**The task**
Only the lines from the line holding "the blue sky?" to the last line should be output, each exactly as given.

**Supplied information**
-- Start --
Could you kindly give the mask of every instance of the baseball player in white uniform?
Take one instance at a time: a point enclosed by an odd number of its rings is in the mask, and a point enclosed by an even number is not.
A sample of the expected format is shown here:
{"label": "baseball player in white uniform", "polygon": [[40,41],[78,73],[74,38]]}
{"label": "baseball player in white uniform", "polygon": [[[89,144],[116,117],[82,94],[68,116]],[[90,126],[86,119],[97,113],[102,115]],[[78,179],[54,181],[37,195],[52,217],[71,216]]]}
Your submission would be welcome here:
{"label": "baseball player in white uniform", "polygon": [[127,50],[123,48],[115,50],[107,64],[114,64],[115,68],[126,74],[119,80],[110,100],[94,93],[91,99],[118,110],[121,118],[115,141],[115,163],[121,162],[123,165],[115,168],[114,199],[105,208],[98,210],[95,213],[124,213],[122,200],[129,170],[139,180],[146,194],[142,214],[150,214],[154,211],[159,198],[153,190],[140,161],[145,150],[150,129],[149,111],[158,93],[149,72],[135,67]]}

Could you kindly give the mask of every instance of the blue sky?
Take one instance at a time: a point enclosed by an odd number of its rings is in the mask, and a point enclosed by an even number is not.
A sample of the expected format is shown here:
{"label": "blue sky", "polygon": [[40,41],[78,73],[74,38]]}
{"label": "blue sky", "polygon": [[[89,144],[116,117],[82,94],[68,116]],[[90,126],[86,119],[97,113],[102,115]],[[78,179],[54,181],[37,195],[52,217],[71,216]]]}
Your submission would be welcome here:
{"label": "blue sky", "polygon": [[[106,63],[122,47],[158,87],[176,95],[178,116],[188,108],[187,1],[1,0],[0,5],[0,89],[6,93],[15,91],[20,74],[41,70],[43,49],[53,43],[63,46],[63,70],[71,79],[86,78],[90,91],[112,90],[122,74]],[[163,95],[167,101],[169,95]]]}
-- End --
**Task answer**
Could you kindly give the mask of every instance of the blue sky?
Take one instance at a time: a point enclosed by an odd number of its rings is in the mask, and a point enclosed by an even number is not.
A sample of the expected format is shown here:
{"label": "blue sky", "polygon": [[40,41],[78,73],[74,38]]}
{"label": "blue sky", "polygon": [[[89,144],[116,117],[82,94],[68,116]],[[90,126],[86,119],[97,113],[102,115]],[[78,179],[54,181],[37,195],[52,217],[71,216]]]}
Your submission would be welcome here:
{"label": "blue sky", "polygon": [[[106,63],[122,47],[158,87],[176,95],[178,116],[188,108],[187,1],[1,0],[0,5],[0,89],[6,93],[15,91],[20,74],[41,70],[43,49],[53,43],[63,46],[63,70],[71,79],[86,78],[90,91],[112,90],[122,74]],[[163,95],[167,101],[169,95]]]}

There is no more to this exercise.